**DIRECTIONS**
Set down each entry from the block beneath, exactly as written.

(Dataset records)

** begin **

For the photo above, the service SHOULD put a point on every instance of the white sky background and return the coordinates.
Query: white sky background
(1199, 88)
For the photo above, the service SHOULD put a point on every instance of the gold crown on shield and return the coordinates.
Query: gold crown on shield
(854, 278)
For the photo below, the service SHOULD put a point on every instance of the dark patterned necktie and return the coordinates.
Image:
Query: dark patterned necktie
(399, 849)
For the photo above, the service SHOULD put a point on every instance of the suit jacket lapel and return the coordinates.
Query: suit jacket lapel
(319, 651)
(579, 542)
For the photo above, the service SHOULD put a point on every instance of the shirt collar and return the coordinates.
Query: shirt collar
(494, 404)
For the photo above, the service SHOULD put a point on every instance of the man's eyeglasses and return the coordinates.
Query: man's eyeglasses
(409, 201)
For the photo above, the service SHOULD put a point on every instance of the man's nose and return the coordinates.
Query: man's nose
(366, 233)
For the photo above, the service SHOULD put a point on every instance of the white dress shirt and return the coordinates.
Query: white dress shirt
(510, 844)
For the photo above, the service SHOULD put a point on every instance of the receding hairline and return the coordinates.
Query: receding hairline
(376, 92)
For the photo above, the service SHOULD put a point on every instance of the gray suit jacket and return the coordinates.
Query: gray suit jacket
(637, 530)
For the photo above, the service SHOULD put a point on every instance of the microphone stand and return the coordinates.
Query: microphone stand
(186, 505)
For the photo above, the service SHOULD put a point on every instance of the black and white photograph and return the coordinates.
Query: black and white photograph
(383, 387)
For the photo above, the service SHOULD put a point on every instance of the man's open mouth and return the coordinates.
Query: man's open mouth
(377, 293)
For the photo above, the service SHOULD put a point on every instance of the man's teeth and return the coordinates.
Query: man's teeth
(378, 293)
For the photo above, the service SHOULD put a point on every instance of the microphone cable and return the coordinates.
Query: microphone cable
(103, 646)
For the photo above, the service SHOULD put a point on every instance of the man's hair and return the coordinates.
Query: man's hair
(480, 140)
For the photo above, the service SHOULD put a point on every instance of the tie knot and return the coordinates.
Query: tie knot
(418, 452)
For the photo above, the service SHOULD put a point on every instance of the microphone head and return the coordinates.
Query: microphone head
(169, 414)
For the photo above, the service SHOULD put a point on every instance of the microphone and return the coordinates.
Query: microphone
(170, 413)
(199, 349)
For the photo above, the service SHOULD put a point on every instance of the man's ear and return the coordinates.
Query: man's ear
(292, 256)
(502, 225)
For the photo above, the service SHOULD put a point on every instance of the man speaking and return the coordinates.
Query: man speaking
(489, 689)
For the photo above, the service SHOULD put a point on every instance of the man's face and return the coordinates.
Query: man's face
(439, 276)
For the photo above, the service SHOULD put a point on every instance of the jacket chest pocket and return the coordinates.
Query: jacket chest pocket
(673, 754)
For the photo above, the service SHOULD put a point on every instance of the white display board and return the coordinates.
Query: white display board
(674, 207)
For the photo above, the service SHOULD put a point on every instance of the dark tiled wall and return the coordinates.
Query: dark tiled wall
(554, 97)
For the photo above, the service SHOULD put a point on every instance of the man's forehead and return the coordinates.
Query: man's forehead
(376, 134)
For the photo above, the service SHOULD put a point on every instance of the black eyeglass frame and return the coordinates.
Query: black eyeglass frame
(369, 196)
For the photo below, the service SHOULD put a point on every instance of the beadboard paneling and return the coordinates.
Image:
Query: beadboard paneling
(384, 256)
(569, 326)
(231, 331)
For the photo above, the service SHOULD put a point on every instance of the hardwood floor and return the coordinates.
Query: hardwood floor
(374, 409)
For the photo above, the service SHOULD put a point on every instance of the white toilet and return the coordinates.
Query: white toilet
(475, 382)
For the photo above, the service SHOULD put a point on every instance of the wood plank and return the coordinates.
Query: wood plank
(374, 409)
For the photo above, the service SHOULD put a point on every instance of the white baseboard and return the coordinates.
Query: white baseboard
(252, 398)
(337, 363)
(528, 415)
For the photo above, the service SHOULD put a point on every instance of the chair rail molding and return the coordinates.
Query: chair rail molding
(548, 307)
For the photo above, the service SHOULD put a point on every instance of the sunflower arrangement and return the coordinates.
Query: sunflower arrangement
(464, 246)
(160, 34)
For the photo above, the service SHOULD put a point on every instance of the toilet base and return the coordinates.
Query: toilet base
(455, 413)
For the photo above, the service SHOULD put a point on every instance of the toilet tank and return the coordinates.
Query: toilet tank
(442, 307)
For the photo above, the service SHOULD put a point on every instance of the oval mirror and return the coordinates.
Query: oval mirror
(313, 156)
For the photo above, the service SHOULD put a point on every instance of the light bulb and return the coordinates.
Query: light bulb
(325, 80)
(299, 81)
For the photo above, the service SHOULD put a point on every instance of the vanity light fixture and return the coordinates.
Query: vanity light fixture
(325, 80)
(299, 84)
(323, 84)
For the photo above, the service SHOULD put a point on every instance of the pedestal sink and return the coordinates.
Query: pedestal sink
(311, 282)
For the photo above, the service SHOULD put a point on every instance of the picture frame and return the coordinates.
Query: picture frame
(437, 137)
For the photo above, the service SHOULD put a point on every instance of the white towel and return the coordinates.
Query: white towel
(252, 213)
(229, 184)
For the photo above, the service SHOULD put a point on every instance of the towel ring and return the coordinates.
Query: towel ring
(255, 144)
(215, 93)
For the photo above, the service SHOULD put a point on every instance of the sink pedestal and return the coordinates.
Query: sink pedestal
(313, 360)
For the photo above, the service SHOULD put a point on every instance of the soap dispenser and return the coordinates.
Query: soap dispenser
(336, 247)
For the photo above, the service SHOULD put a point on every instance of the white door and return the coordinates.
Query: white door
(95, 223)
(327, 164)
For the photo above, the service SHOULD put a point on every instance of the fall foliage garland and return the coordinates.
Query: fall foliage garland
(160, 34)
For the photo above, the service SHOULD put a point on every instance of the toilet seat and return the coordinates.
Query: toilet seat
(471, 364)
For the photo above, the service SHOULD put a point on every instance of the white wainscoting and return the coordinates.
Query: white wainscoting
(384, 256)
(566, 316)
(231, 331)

** end **

**TASK RESULT**
For the photo above, the service SHOULD put a point on every instance of the white sky background and return the coordinates.
Query: white sky background
(1199, 88)
For the photo above, the service SHOULD put a point on every instance of the gold crown on shield and return the coordinates.
Query: gold crown on shield
(854, 278)
For the photo below, the service SHOULD put a point on every instance of the dark patterned necktie and return the coordinates.
Image:
Query: dark patterned necktie
(399, 849)
For the photo above, the service SHOULD put a point on every instance of the suit jacket lapel and return the coordinates.
Query: suit jacket lapel
(319, 651)
(579, 542)
For the photo above, the service SHOULD put a point on every instance of the shirt collar and return the coordinates.
Query: shirt collar
(494, 404)
For the photo above, the service SHOULD put a point on every instance of the man's eyeglasses and return the coordinates.
Query: man's eyeglasses
(409, 201)
For the photo above, the service SHOULD put a point on every instance of the man's nose and return the coordinates.
Query: man's nose
(366, 233)
For the photo above, the service SHOULD put a point on every instance of the white dress shirt and return the coordinates.
Query: white dress shirt
(510, 844)
For the photo above, the service SHOULD put a point on every instance of the receding hairline and return the coordinates.
Query: receding hairline
(376, 92)
For the photo above, the service SHOULD put a point on every instance of the gray suit jacket and return the coordinates.
Query: gray suit jacket
(637, 530)
For the photo above, the service SHOULD put a point on every instance of the microphone stand and return the coordinates.
Query: microphone stand
(186, 505)
For the photo above, the service SHOULD put a point on every instance of the black and white photograph and return the coordinates.
Query: black and white photograph
(383, 387)
For the photo above, the service SHOULD put a point on every instance of the man's open mouth and return the coordinates.
Query: man's open mouth
(377, 293)
For the photo above, the service SHOULD put a point on every instance of the man's teeth and return the coordinates.
Query: man's teeth
(378, 293)
For the photo above, the service SHOULD put a point on every instance of the microphone cable and return the coordinates.
Query: microphone cable
(103, 646)
For the photo above, the service SHOULD put a point on every instance of the man's hair and return the coordinates.
Query: man's hair
(480, 140)
For the photo above, the service SHOULD put a point on every instance of the tie knot and return the coordinates.
Query: tie knot
(418, 452)
For the photo above, the service SHOULD put a point on every instance of the microphone head and return the coordinates.
Query: microphone head
(169, 414)
For the photo above, the service SHOULD put a point on every instance of the microphone and return the coordinates.
Query: microphone
(170, 413)
(199, 349)
For the photo above, the service SHOULD put a point on every instance of the man's ear and return the coordinates.
Query: man's ear
(292, 256)
(502, 225)
For the photo above, the service SHOULD put a point on every instance of the man speaking and return the coordinates.
Query: man speaking
(489, 689)
For the photo above, the service SHOULD put a point on every instance of the man's face and return the coordinates.
Query: man's face
(439, 276)
For the photo above, the service SHOULD put a point on every instance of the jacket chest pocket and return the coordinates.
Query: jacket chest pocket
(673, 754)
For the photo above, the service SHOULD put a point on every instance of the white display board and return the coordinates.
Query: white display board
(674, 207)
For the photo above, the service SHOULD put a point on every instance of the dark tiled wall and return the coordinates.
Query: dark tiled wall
(554, 97)
For the photo above, the service SHOULD put a point on every instance of the man's forehead and return the coordinates.
Query: man's forehead
(376, 134)
For the photo above, the service SHOULD put a point on every instance of the black eyeglass frame and return the coordinates.
Query: black eyeglass frame
(369, 196)
For the photo below, the service SHOULD put a point on every instance of the beadboard paneling and return the coordinates.
Image:
Query: beadboard paneling
(384, 256)
(569, 326)
(231, 331)
For the photo above, the service SHOULD put a point on every instance of the hardwood floor and return the coordinates.
Query: hardwood floor
(374, 409)
For the photo above, the service SHOULD put a point on every instance of the white toilet and return the coordinates.
Query: white toilet
(475, 382)
For the photo above, the service SHOULD put a point on every instance of the wood plank and return the coordinates.
Query: wood plank
(374, 409)
For the photo above, the service SHOULD put a point on every instance of the white baseboard and return the coordinates.
Query: white baseboard
(252, 398)
(337, 363)
(528, 415)
For the photo above, the service SHOULD put a point on every instance of the chair rail molding and return the coordinates.
Query: chair rail molding
(548, 307)
For the photo above, the service SHOULD put a point on every instance of the sunflower arrangement and return the coordinates.
Query: sunflower arrangement
(464, 246)
(160, 34)
For the photo above, the service SHOULD put a point on every instance of the toilet base and return the coordinates.
Query: toilet base
(455, 413)
For the photo above, the service SHOULD put a point on every instance of the toilet tank and return the coordinates.
Query: toilet tank
(442, 307)
For the photo above, the service SHOULD put a point on every instance of the oval mirror and return the coordinates.
Query: oval mirror
(313, 156)
For the photo above, the service SHOULD put a point on every instance of the light bulb and return the coordinates.
Query: light bulb
(325, 80)
(299, 81)
For the photo above, the service SHOULD put a point on every instance of the vanity light fixture and return the coordinates.
Query: vanity light fixture
(325, 80)
(299, 84)
(323, 84)
For the photo above, the service SHOULD put a point on every instance of the pedestal sink and return the coordinates.
Query: pedestal sink
(311, 282)
For the photo above, the service SHOULD put a point on every instance of the picture frame and return the coordinates.
Query: picture frame
(437, 137)
For the photo above, the service SHOULD put a point on every instance of the white towel and return the coordinates.
Query: white towel
(252, 213)
(229, 184)
For the photo above, the service SHOULD put a point on every instance of the towel ring and return the coordinates.
Query: towel ring
(255, 144)
(215, 93)
For the photo above, the service SHOULD put a point on every instance of the sink pedestal and return the coordinates.
Query: sink pedestal
(313, 360)
For the photo above, the service SHOULD put a point on every instance of the soap dispenser and return the coordinates.
Query: soap dispenser
(336, 247)
For the photo above, the service SHOULD put a point on every instance of the white door and return the coordinates.
Query: white door
(95, 223)
(327, 164)
For the photo above, the service SHOULD put a point on every instance of the fall foliage garland and return the coordinates.
Query: fall foliage garland
(160, 34)
For the photo above, the service SHOULD put a point on every instance of the toilet seat and return the coordinates.
Query: toilet seat
(471, 364)
For the photo above, the service SHOULD put a point on every instance of the white wainscoting and return the coordinates.
Query: white wainscoting
(384, 256)
(566, 316)
(231, 331)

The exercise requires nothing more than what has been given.